What is needed:
Duplicate the stretch from "Posted in Guest" through "going for you." in the passage on earning more money from gigs.

Posted in Guest Bloggers, Recession Proof Musician | 2 Comments »


Top 10 Ways Musicians Can Get More Money From a Gig

by David Hooper

You are an artist, it’s true. But just because you’re an artist doesn’t mean you don’t need to get paid. Money makes a lot of things possible, including time in a recording studio, new and better instruments, and paying your rent so you don’t have to live in a cardboard box and burn your guitar for warmth. There’s nothing wrong with making money from your shows, and if you’re smart you’ll try to optimize that earning power. You don’t have to be a marketing genius or a public relations guru-just think outside the box and make the most of what you already have going for you.

1. Don’t be afraid to ask for what you’re worth.

Just because you want the gig doesn’t mean you have to beg for it. If you’ve got experience performing, and you regularly draw a crowd, your venue stands to benefit as much-if not more-than you do from the show. So don’t let them tell you that you’re not worth paying as much as a “bigger name”. It is also a good idea to go in and tell them exactly what you’re doing to generate a buzz about the show. If they can see that you’re working to get a crowd in, they’ll be a lot more willing to pay you a good rate.

2. Don’t run up a huge bar tab.

Take a lesson from the Blues Brothers. If you’re buying your own drinks at the show, it’s going to eat in to your bottom line. You don’t want to end up owing them money for playing a show. A couple beers to keep you loose isn’t a big deal, but when you start buying round after round of top shelf drinks you’re going to rack up quite a bill. Not to mention that it’s going to affect your performance. You might not think it’s a problem…but then, neither does Amy Winehouse. Stay on top of your game while you’re on stage. There’s plenty of time to party after the show.

Photo object pointing records
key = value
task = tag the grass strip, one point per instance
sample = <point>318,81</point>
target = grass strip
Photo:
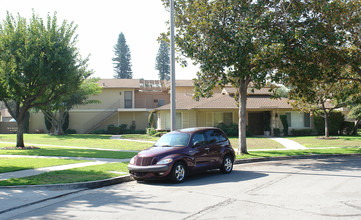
<point>339,141</point>
<point>281,153</point>
<point>257,143</point>
<point>68,152</point>
<point>79,140</point>
<point>16,164</point>
<point>82,174</point>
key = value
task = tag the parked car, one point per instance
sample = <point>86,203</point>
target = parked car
<point>179,153</point>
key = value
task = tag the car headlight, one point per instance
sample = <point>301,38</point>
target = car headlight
<point>165,161</point>
<point>132,160</point>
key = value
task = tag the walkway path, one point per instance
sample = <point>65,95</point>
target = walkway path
<point>289,144</point>
<point>32,172</point>
<point>90,148</point>
<point>118,137</point>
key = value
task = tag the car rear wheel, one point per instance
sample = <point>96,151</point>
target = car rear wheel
<point>178,173</point>
<point>227,164</point>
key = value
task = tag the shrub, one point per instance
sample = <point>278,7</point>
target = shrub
<point>335,121</point>
<point>347,128</point>
<point>132,127</point>
<point>302,132</point>
<point>277,132</point>
<point>123,128</point>
<point>229,130</point>
<point>113,129</point>
<point>100,131</point>
<point>151,131</point>
<point>160,133</point>
<point>70,131</point>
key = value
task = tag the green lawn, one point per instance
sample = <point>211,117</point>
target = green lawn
<point>141,137</point>
<point>16,164</point>
<point>68,152</point>
<point>82,174</point>
<point>78,140</point>
<point>257,143</point>
<point>342,141</point>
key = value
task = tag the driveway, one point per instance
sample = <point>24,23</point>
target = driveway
<point>328,188</point>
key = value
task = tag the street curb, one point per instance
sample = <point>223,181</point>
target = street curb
<point>128,178</point>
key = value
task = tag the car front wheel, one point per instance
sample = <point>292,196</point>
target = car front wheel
<point>227,164</point>
<point>178,173</point>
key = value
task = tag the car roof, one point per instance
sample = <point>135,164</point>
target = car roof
<point>195,129</point>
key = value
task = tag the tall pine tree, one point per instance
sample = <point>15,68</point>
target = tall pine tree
<point>162,63</point>
<point>121,61</point>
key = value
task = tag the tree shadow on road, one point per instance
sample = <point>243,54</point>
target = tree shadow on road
<point>211,177</point>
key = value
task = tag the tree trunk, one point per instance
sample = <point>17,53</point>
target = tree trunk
<point>20,134</point>
<point>242,113</point>
<point>327,132</point>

Answer for this exercise:
Posted in Guest Bloggers, Recession Proof Musician | 2 Comments »


Top 10 Ways Musicians Can Get More Money From a Gig

by David Hooper

You are an artist, it’s true. But just because you’re an artist doesn’t mean you don’t need to get paid. Money makes a lot of things possible, including time in a recording studio, new and better instruments, and paying your rent so you don’t have to live in a cardboard box and burn your guitar for warmth. There’s nothing wrong with making money from your shows, and if you’re smart you’ll try to optimize that earning power. You don’t have to be a marketing genius or a public relations guru-just think outside the box and make the most of what you already have going for you.